Document extract »
A Full Pantry

Thanksgiving is only a few days away, what are you thankful for? 

Every day in November, some of my Facebook friends are posting things they are thankful for. 

I love that. For me, there’s no better way to see grace in the moment. 

The past few days, I’ve been thanking my lucky stars. 

You see, a week ago I felt like Fear got behind me and pushed my backside onto the Worry Train. 

Ever been a passenger? 

Not fun. 

This month money is t-i-g-h-t. As far as you can stretch that word out, is how tight it’s been. 

That landed me a center seat on the scenic path of worry. Yuck. 

For days I fretted about one bill we’ve never been late on in 8 years and it was looking like it was going to be late… 

Then, the dishwasher started leaking, the oven broke, a piece broke off the washing machine. The pantry was bare.

Oh, and my truck tire started leaking air when Little Bit and I were in the middle of nowhere. We made it to a gas station! Whew! 

They had an air tank. Yay! The charge? $1.50.

Dataset extract »

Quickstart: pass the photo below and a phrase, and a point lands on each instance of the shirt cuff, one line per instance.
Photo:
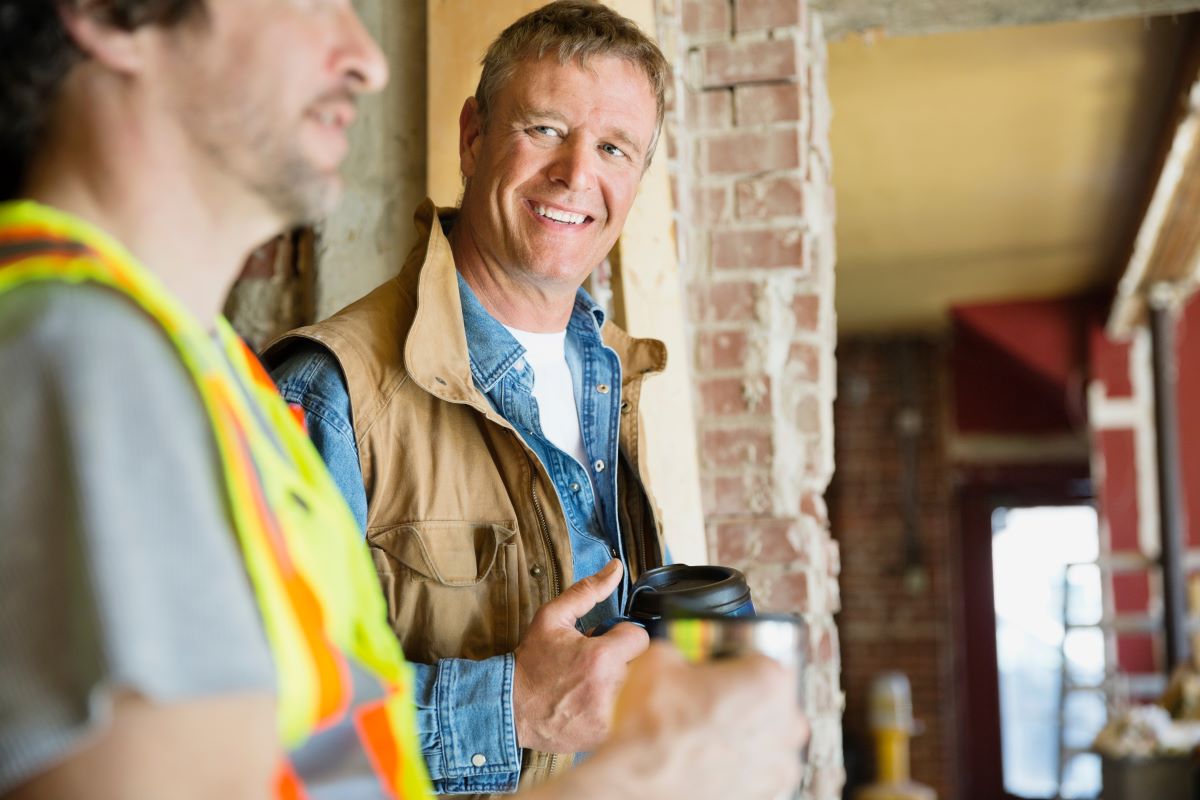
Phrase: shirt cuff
(466, 725)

The request » Reproduce the stretch of the Thanksgiving blog post from "Every day in" through "been a passenger?".

Output for this exercise »
Every day in November, some of my Facebook friends are posting things they are thankful for. 

I love that. For me, there’s no better way to see grace in the moment. 

The past few days, I’ve been thanking my lucky stars. 

You see, a week ago I felt like Fear got behind me and pushed my backside onto the Worry Train. 

Ever been a passenger?